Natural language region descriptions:
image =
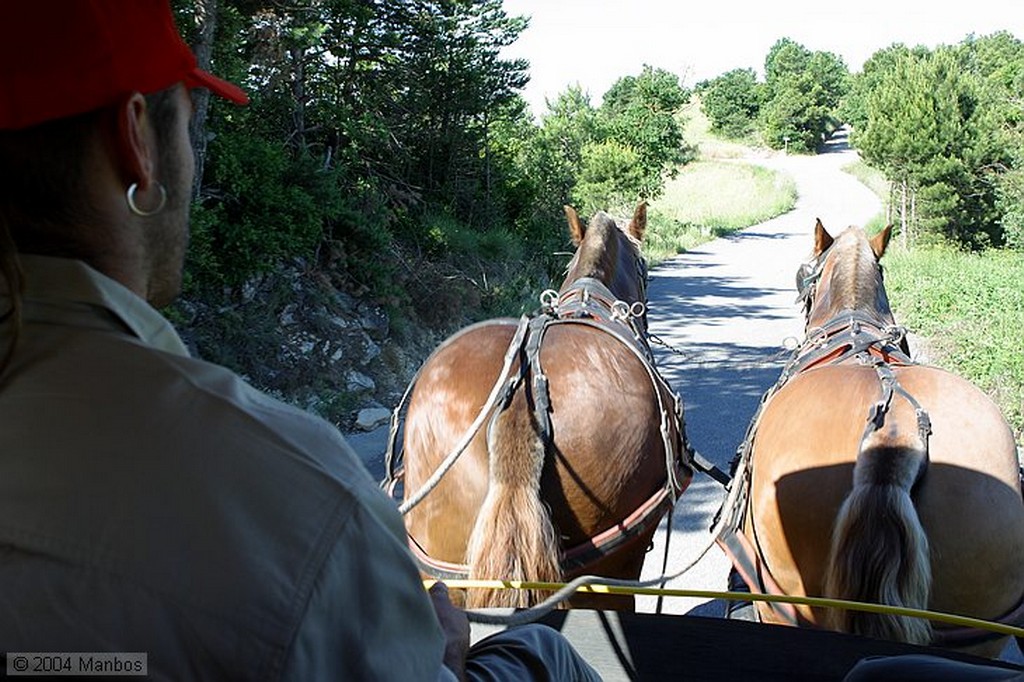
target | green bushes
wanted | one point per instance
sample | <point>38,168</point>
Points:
<point>971,306</point>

** What to work on **
Before printing the records again, strip out the pictures; change nothing else.

** Task result **
image =
target | green bushes
wanted | one point per instance
sample | <point>38,168</point>
Points:
<point>971,306</point>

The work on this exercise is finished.